# Excerpted data
———
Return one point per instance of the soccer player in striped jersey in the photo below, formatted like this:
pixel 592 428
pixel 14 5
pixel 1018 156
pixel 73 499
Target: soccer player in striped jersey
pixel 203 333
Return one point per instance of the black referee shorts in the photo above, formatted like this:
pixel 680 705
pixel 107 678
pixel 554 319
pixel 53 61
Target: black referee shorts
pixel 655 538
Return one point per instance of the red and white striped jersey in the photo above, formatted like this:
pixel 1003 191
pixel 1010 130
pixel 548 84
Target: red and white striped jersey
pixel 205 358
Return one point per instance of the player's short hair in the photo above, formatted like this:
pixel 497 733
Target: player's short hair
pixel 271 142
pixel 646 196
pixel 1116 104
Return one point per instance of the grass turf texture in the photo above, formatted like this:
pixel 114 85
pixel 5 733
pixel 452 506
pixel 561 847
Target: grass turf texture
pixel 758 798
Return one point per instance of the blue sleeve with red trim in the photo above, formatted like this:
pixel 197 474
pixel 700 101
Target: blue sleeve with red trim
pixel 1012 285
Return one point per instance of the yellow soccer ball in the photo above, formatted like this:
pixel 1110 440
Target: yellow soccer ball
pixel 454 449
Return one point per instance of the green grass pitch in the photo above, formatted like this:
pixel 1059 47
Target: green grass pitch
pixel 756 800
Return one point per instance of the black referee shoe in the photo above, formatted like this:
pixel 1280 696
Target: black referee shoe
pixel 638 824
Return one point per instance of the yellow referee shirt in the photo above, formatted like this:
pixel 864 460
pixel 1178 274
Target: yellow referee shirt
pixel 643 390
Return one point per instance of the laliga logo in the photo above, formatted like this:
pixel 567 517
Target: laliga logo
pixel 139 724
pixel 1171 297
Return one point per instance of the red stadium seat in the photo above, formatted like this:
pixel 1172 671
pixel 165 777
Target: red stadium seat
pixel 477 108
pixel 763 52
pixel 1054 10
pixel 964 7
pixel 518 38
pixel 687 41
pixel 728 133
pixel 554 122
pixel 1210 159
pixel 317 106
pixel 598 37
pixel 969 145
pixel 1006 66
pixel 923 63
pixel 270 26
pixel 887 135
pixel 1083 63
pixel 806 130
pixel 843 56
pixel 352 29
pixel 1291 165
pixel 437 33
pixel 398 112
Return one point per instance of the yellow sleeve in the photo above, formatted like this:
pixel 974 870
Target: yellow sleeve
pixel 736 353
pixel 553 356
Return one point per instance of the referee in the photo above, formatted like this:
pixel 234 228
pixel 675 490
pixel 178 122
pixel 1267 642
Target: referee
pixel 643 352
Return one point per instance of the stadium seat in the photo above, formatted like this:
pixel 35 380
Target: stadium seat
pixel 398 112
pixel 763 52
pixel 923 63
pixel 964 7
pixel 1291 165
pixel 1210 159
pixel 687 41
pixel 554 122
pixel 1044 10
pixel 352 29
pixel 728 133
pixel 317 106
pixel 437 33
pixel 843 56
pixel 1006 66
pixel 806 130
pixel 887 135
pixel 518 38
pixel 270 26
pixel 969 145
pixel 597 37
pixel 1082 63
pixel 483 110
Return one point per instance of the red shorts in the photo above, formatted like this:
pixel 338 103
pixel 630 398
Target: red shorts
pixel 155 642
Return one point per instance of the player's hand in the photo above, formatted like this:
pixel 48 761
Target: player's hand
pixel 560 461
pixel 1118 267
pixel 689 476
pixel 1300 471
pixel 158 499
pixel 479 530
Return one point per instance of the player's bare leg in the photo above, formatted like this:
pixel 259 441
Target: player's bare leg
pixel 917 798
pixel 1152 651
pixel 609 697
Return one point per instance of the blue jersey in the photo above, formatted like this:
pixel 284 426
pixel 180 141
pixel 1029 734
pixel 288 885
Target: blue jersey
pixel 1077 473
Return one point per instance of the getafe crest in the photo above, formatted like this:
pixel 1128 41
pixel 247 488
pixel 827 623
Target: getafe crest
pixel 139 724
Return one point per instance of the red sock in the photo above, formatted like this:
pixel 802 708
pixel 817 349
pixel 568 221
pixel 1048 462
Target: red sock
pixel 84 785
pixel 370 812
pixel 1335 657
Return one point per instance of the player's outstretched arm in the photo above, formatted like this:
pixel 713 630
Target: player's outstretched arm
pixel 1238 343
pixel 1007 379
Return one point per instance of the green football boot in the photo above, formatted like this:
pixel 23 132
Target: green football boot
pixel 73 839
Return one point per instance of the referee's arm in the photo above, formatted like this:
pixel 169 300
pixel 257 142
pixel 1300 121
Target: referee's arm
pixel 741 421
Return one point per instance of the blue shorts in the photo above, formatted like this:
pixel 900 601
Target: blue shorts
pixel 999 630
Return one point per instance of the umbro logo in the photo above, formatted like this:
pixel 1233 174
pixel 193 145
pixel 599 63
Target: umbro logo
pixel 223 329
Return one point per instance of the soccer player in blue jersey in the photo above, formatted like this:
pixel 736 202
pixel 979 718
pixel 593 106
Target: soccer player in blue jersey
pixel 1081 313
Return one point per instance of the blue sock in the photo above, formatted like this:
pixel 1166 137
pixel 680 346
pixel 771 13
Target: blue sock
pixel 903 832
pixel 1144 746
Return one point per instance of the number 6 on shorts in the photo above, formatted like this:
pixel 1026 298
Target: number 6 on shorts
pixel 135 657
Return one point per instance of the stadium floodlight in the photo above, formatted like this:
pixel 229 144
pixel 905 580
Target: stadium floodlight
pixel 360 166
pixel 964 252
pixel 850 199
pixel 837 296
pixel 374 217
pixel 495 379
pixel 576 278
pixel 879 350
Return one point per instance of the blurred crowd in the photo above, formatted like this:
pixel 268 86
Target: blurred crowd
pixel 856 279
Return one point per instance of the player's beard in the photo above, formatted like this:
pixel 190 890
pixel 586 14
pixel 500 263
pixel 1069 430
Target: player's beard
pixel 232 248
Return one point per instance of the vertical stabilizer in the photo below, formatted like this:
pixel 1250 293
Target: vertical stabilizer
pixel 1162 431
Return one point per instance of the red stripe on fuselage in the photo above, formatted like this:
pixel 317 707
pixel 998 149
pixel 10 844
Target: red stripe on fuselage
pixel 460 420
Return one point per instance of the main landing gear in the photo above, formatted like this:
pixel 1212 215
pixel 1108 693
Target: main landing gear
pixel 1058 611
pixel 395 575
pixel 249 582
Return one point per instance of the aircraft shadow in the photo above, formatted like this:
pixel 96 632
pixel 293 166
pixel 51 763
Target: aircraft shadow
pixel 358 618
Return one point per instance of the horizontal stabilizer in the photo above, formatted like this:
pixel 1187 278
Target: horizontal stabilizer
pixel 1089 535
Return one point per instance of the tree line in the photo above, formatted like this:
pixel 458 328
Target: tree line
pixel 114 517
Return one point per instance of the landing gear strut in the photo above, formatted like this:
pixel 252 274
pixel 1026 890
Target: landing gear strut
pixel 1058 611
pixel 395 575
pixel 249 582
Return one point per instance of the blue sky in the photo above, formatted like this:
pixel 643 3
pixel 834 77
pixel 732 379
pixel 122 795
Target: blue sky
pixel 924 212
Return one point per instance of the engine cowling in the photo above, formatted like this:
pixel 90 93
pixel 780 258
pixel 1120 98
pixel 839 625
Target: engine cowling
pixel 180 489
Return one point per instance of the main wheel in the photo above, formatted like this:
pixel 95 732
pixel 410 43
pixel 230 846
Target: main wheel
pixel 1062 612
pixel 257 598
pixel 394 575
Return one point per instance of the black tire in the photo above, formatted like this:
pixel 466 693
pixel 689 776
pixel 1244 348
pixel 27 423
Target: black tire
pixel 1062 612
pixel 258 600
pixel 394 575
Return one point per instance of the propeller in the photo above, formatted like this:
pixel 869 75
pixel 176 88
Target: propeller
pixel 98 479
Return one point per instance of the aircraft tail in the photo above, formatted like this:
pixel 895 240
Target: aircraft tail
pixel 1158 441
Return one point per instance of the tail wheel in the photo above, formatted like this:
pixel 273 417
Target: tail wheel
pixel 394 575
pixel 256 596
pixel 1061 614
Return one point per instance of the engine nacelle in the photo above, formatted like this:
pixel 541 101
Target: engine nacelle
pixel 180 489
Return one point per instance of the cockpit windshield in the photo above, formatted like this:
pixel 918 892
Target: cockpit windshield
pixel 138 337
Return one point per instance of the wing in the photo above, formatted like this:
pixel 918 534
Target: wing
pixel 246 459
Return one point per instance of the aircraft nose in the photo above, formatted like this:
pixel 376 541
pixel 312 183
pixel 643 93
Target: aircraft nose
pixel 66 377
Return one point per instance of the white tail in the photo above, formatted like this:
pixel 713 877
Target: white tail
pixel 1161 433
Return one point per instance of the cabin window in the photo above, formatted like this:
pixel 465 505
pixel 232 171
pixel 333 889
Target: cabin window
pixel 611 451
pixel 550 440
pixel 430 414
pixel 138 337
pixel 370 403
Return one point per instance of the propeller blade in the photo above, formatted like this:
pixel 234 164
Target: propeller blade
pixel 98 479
———
# Exercise brief
Report every line containing the string "below" in the material.

# Solution
Return one point per instance of the soccer player in striped jersey in the photo below, formatted like this:
Return one point per instance of the vertical stabilizer in the photo below, formatted like this:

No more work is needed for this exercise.